#### [How to complete this task]
Among the records, which lines include "door"? List them.

Spatial localization data:
+ + +

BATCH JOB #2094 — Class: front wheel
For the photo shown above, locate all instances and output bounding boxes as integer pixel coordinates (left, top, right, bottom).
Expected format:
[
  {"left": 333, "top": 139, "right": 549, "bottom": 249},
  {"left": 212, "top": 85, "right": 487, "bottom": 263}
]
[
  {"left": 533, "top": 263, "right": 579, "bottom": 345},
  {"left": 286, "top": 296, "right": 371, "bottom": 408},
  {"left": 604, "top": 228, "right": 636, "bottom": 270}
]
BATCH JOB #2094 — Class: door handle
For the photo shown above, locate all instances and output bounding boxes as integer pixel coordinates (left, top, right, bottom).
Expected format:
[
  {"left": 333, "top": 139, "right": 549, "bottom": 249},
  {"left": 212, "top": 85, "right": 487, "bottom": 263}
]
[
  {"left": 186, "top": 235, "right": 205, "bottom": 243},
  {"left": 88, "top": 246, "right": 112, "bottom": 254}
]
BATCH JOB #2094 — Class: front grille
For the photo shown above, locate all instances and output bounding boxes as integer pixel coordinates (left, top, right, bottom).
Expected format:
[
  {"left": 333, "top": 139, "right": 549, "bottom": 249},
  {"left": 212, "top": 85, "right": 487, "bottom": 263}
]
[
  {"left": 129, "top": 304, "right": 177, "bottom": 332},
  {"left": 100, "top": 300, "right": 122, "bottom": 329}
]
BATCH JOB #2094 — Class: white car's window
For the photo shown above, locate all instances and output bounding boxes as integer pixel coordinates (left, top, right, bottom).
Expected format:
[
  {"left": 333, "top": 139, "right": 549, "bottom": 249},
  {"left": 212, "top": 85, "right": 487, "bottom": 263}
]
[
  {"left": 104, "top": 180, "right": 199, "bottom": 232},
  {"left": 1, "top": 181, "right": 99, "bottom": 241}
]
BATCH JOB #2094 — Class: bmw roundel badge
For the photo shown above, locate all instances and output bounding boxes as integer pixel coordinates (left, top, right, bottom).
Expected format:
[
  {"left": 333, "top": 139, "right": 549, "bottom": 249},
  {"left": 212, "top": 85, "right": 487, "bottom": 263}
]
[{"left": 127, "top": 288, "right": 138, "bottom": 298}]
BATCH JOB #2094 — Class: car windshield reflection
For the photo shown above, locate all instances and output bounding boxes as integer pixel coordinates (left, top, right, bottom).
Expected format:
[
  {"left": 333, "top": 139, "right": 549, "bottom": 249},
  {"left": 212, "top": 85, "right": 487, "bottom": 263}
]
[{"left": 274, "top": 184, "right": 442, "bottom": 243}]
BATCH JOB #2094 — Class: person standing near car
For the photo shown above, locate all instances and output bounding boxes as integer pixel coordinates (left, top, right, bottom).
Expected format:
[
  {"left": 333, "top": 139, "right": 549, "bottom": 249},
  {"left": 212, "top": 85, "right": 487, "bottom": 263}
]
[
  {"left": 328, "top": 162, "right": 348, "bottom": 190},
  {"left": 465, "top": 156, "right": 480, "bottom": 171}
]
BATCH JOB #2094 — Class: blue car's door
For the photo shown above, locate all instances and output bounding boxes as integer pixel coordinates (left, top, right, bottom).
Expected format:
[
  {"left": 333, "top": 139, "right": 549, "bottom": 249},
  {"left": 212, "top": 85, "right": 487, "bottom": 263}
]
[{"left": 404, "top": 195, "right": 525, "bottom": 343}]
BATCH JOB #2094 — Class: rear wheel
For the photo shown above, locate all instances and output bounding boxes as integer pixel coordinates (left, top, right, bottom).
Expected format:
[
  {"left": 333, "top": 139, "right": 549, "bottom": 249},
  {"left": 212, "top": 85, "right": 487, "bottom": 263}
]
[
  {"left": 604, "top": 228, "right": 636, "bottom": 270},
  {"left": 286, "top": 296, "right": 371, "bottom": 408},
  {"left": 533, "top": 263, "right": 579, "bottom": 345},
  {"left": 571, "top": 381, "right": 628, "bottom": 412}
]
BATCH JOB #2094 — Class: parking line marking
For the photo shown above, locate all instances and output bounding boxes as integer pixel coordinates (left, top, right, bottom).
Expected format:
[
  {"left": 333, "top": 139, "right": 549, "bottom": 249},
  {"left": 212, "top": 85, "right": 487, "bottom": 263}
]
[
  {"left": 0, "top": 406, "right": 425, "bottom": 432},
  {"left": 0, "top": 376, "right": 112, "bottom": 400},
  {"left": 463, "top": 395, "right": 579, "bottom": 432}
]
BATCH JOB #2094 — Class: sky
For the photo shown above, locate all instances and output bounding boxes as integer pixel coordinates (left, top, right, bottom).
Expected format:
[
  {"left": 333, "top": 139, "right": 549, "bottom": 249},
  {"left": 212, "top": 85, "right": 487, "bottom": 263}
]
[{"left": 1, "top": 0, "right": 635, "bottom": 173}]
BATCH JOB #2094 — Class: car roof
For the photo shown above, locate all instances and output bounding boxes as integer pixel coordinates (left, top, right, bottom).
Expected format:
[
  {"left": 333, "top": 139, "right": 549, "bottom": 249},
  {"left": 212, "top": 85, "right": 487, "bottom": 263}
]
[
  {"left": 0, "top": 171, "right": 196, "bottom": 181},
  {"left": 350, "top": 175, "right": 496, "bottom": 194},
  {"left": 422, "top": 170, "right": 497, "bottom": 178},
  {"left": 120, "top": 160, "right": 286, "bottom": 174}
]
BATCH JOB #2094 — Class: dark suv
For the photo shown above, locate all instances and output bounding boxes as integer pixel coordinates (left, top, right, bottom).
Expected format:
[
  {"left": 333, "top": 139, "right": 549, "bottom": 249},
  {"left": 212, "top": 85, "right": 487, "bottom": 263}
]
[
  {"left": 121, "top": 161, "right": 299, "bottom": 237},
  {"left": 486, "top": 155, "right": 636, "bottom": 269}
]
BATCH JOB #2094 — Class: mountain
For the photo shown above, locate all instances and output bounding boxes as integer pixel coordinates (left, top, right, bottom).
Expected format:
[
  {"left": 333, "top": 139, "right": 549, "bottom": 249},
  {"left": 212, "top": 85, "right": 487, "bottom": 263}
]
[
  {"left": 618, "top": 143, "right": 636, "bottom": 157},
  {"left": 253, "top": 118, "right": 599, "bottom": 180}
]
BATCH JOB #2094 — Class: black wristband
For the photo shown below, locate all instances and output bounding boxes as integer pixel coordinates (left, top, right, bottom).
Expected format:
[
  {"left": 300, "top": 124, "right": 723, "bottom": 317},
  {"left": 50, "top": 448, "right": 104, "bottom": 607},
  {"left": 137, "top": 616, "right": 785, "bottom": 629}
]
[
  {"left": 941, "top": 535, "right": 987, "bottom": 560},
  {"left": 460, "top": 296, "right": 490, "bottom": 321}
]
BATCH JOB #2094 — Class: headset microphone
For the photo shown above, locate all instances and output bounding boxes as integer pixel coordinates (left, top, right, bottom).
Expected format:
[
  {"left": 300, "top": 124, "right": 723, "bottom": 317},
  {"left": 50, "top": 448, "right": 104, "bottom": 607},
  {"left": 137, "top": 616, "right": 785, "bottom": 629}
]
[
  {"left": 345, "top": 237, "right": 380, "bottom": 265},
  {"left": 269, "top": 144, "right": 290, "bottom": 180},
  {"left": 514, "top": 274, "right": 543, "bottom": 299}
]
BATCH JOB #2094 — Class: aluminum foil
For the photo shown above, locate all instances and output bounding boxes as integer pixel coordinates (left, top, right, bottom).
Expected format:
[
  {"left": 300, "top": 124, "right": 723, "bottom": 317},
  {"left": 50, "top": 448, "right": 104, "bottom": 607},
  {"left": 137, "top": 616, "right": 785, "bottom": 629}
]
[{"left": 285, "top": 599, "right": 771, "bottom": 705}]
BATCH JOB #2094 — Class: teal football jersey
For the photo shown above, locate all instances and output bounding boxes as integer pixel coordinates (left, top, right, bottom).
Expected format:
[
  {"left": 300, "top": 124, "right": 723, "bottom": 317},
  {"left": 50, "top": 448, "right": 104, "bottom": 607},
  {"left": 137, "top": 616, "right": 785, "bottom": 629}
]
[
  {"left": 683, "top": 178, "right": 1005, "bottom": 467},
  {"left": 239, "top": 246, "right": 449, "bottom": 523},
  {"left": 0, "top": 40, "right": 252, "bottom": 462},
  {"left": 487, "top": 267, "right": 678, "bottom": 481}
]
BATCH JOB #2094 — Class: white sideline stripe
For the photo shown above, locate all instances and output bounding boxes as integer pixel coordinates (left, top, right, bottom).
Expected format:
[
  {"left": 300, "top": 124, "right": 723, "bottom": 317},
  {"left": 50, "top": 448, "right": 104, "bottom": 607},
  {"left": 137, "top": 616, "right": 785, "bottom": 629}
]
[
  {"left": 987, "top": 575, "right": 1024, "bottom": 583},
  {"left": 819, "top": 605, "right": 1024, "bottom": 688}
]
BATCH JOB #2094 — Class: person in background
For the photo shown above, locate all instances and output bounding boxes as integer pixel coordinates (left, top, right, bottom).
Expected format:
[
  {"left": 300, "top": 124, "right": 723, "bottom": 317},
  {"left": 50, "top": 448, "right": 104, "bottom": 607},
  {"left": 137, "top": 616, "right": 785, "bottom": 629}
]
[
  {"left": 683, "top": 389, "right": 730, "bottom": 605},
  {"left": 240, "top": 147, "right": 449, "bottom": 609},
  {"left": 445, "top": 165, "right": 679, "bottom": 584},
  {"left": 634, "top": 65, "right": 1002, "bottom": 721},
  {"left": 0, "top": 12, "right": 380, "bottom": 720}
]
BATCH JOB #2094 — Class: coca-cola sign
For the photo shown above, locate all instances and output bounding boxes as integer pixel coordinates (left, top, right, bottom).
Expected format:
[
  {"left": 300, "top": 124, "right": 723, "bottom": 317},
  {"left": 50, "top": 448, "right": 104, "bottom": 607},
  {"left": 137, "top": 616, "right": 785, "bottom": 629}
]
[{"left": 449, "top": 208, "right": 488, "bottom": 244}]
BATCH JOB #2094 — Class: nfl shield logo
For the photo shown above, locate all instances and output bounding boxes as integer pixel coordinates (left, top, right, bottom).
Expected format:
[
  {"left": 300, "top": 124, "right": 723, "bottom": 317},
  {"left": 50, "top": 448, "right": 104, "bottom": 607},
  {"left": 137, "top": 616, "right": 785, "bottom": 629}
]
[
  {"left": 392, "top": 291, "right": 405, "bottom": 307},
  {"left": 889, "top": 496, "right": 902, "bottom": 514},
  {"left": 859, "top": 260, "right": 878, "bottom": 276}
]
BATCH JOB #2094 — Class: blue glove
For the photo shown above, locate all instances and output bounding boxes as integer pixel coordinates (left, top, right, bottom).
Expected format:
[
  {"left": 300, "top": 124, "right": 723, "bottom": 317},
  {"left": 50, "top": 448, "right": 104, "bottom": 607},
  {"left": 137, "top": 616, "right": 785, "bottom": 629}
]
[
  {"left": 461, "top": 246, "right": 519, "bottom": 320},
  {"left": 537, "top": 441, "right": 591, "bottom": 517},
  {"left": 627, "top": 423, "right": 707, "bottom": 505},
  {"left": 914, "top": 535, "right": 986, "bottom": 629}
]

+ + +

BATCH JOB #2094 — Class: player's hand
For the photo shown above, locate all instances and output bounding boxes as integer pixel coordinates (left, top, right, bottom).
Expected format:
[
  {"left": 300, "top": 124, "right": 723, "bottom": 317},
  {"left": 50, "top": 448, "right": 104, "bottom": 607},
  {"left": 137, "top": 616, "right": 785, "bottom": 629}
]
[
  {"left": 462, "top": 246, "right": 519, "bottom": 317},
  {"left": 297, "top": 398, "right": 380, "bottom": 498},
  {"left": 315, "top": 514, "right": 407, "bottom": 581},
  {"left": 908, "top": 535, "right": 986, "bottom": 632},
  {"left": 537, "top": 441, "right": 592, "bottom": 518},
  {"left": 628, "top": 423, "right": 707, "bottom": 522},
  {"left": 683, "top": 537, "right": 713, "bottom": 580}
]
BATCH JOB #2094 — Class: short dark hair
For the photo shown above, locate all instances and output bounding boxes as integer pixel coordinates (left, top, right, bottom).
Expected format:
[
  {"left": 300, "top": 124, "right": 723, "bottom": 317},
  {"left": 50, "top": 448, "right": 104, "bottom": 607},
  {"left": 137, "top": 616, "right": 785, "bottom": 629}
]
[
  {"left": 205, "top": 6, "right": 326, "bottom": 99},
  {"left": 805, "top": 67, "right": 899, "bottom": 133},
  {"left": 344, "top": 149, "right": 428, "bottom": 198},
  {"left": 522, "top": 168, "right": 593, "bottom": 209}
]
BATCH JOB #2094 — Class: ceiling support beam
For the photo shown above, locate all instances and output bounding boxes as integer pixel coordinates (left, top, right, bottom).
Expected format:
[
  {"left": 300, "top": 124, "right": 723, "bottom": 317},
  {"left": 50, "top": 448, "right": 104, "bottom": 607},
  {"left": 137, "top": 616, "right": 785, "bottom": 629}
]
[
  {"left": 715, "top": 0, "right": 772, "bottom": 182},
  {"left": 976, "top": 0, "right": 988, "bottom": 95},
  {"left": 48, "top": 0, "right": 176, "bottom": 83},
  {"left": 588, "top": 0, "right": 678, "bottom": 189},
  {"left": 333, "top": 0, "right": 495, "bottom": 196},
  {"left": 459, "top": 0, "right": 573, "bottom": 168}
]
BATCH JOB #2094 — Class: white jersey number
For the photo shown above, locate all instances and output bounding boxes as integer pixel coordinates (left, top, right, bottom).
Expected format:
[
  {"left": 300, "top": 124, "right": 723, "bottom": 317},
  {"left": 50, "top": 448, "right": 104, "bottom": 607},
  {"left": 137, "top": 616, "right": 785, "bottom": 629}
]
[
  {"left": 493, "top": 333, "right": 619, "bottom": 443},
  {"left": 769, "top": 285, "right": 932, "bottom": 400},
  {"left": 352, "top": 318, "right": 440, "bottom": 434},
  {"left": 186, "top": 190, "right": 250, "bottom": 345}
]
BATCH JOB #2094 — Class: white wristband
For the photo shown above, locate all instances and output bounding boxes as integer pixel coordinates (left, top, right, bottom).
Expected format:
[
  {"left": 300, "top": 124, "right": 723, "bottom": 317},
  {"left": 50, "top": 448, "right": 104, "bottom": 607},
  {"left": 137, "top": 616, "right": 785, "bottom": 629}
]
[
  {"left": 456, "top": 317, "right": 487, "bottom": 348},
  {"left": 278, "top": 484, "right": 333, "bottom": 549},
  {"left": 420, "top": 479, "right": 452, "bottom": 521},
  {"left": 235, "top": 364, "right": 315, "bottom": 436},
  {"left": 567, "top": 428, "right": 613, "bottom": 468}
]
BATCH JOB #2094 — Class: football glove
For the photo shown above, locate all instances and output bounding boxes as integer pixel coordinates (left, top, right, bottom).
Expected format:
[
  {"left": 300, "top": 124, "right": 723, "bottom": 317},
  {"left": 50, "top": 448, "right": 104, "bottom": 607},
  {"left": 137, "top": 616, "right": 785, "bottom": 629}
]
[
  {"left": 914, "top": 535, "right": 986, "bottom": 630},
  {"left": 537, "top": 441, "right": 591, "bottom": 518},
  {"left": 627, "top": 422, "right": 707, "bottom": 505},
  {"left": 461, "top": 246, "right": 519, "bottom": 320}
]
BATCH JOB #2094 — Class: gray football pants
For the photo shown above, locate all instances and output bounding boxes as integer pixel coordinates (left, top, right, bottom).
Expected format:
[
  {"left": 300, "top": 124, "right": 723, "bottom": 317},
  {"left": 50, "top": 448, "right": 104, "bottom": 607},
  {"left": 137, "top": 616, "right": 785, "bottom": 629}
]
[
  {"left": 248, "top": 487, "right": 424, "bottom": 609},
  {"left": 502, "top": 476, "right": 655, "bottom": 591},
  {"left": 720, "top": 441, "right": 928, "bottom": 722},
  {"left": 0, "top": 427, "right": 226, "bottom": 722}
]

+ + +

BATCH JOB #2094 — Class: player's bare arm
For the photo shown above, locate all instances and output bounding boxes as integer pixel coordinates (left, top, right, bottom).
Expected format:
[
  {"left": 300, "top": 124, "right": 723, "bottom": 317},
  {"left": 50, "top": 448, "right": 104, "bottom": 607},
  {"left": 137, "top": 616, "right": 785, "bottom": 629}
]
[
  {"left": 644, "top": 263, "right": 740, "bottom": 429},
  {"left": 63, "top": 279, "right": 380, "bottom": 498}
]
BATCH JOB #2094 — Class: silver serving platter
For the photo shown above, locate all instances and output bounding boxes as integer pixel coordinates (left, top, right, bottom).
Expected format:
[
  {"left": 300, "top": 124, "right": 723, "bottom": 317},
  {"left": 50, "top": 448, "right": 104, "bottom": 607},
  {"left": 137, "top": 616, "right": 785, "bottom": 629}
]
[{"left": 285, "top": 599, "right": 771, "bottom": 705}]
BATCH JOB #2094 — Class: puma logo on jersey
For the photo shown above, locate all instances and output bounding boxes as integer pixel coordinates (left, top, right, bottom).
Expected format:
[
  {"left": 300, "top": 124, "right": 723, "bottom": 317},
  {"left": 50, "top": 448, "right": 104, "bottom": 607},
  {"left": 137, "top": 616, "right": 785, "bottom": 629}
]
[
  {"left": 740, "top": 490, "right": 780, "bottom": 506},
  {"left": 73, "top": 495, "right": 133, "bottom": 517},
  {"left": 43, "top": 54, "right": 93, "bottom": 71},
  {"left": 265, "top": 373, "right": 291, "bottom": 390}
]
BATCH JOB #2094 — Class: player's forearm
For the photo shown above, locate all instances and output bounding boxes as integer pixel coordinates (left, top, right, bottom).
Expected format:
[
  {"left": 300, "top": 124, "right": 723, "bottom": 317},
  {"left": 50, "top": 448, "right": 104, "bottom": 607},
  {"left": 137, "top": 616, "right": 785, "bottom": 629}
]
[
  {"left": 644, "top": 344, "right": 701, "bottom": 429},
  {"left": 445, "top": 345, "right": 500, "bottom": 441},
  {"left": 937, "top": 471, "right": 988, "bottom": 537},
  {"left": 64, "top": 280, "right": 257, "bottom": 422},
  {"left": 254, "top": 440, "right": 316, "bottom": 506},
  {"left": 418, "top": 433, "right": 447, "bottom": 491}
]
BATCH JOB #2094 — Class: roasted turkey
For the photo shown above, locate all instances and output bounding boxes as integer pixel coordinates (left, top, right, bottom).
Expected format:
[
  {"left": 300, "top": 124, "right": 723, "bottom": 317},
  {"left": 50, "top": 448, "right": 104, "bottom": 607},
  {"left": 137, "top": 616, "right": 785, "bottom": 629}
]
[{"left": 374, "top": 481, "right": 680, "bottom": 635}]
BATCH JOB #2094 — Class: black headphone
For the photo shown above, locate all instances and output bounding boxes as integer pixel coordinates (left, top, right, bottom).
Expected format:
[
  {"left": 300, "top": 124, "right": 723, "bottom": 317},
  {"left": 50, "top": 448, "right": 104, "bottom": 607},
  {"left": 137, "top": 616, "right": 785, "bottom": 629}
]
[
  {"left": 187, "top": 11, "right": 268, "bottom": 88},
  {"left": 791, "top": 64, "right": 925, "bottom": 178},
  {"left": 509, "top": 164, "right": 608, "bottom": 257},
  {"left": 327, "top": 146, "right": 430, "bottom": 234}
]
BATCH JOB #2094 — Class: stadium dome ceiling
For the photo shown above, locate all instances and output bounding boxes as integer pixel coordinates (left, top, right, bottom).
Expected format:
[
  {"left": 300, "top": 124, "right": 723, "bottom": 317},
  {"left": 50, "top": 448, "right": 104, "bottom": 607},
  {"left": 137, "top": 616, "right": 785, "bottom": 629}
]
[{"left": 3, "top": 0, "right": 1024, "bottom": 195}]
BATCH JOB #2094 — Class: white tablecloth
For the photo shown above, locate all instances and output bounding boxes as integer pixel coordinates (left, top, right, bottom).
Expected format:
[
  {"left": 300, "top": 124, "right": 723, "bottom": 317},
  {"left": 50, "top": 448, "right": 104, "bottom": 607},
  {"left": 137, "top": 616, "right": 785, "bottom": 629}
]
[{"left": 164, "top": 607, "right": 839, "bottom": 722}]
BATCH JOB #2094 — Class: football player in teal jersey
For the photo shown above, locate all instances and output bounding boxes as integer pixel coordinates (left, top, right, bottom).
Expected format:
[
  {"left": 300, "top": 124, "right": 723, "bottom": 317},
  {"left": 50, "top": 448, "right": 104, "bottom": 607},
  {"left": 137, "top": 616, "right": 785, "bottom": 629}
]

+ + +

#### [Written solution]
BATCH JOB #2094 — Class: door handle
BATCH JOB #2094 — Class: blue car's door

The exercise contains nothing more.